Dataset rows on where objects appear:
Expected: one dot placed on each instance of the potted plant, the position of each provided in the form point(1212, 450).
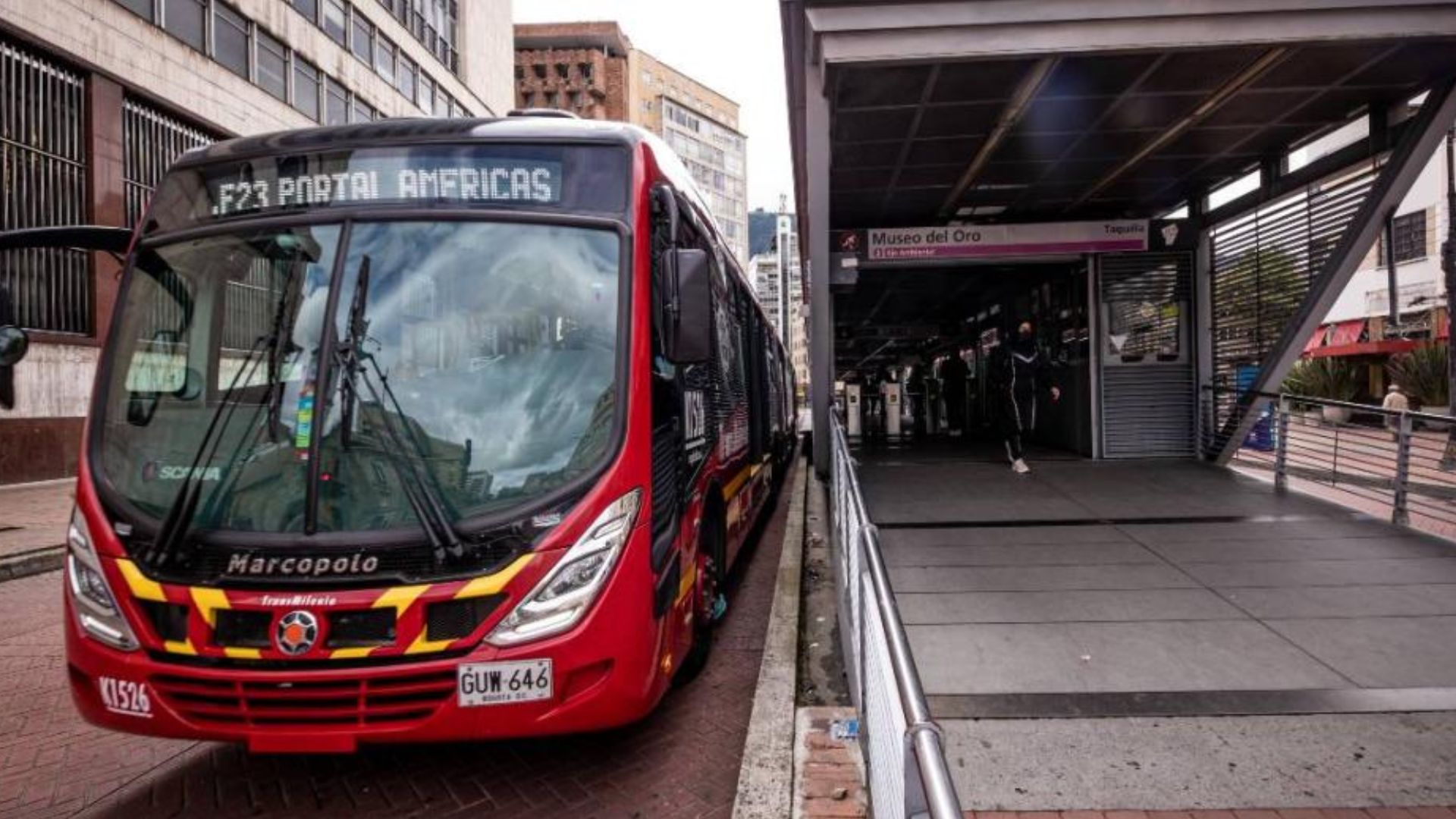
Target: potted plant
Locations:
point(1332, 379)
point(1423, 376)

WHAT THE TASK ASKS: Reproduce every line of the listing above word for word, leaving out the pictures.

SOLUTION BELOW:
Expected: one dot placed on each instance of the potted plant, the position of each provided in the form point(1212, 450).
Target: potted plant
Locations:
point(1332, 379)
point(1423, 376)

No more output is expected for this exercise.